Annotated coordinate entries
* * * * *

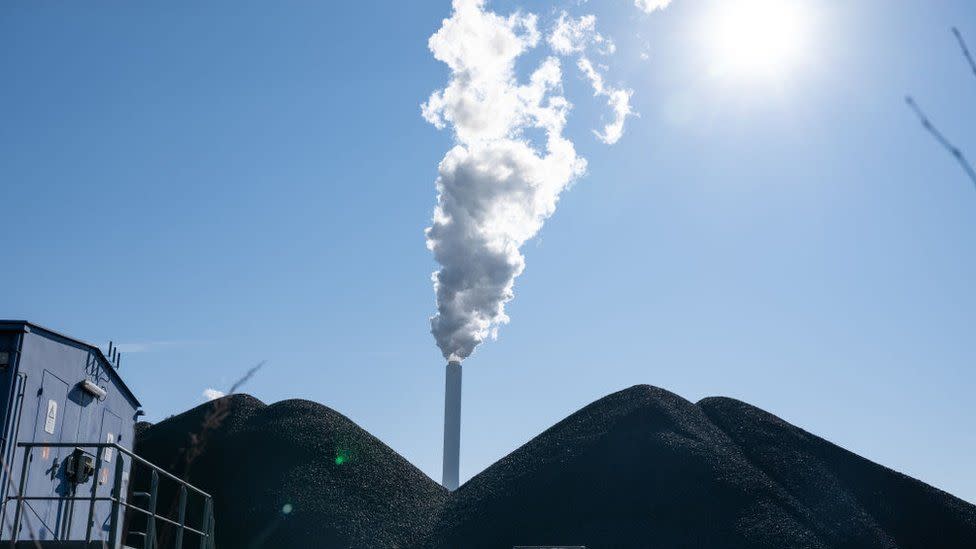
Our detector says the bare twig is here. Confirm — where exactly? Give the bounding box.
[905,95,976,185]
[152,360,266,545]
[952,27,976,81]
[0,448,41,549]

* * * * *

Can you swap "bare twig" for "leafless branch" throughout the entries above, keep everything else the same, and give them back with the pictures left out?

Our detector says the leafless branch is here. Confirm — where exactly? Give the bounding box.
[905,95,976,185]
[152,360,266,545]
[952,27,976,81]
[0,448,41,549]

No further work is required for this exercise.